● GIVEN PASSAGE
· · · ·
## Silver Layer
Purpose of this layer is to transform data into clean, reliable and standardised data

1. Pivot the data to create tag names as columns, timestamp as index
2. Filter for good quality
3. Forward fill for missing timestamp values

The above are the steps that have to be undertaken in this layer.


We will process in the following order: 

1. Filter for good quality to reduce data volume to help with processing first
2. Pivot
3. Forward fill for missing timestamp values


### Imports

In [0]:
from pyspark.sql import Window
from pyspark.sql.functions import col, first, last, to_timestamp, lower
from pyspark.sql.types import StructType, StructField, StringType, DoubleType, ArrayType, MapType

import json
import pickle
import pandas as pd

from io import BytesIO


### Paths

In [0]:
bronze_source = "abfss://bronze@sembcorpete.dfs.core.windows.net"
silver = "abfss://silver@sembcorpete.dfs.core.windows.net"


### Sensor(s) processing


1. The use of lower to check tag quality is to make sure that entries like GoOD, GOOD, gOOd, etc...
are considered. Although discovered to be unnecessary because the rows do not change after filtering

2. Timestamp schema for silver column 

3. Identify sensors with similar dates or types


   i.e Sensor 4 with different dates, Sensor 1 and 2 with same dates


###Sensor 1

In [0]:
bronze_sensor1 = spark.read \
                      .format("delta") \
                      .load(f"{bronze_source}/sensor1/")
· · · ·
● TASK REQUIREMENTS
1 – In the silver layer notes, which step is moved to the front of the processing order, and for what purpose?
2 – Summarize the silver layer notes in two sentences.
3 – From the silver layer notes, set down the passage that begins at the words "## Silver Layer" and stops after "in this layer.", without any changes.
· · · ·
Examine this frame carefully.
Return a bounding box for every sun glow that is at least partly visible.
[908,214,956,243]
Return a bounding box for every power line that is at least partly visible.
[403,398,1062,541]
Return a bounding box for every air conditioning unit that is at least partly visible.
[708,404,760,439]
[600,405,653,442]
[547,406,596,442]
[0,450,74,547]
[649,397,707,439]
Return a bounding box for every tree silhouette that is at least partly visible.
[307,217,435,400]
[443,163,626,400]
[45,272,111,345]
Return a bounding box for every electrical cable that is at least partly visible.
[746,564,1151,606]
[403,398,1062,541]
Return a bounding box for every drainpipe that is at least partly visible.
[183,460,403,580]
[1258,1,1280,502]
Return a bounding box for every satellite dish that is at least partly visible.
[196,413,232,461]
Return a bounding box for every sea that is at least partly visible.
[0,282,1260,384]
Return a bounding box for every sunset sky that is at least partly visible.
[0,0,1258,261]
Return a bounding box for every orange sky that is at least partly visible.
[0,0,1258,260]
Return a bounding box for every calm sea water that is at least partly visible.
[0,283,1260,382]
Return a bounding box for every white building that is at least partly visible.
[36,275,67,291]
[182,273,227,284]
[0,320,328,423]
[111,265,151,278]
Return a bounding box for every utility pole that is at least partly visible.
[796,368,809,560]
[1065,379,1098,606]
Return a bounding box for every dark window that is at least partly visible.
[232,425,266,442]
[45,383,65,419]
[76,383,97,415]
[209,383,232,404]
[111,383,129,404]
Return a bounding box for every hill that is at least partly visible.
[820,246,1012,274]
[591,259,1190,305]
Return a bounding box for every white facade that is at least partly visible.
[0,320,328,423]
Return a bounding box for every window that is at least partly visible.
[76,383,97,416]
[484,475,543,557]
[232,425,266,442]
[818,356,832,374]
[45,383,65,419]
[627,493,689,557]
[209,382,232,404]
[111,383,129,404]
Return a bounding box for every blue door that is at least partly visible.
· · · ·
● SOLUTIONS PER TASK
1 – Filtering for good quality comes first, to reduce data volume and help with processing.

2 – The silver layer transforms data into clean, reliable and standardized data by filtering for good quality, pivoting tag names into columns with timestamp as the index, and forward filling missing timestamp values. Filtering comes first to reduce data volume, and tag quality is checked with lower so that any capitalization of "good" counts, although this turned out to be unnecessary.

3 –
## Silver Layer
Purpose of this layer is to transform data into clean, reliable and standardised data

1. Pivot the data to create tag names as columns, timestamp as index
2. Filter for good quality
3. Forward fill for missing timestamp values

The above are the steps that have to be undertaken in this layer.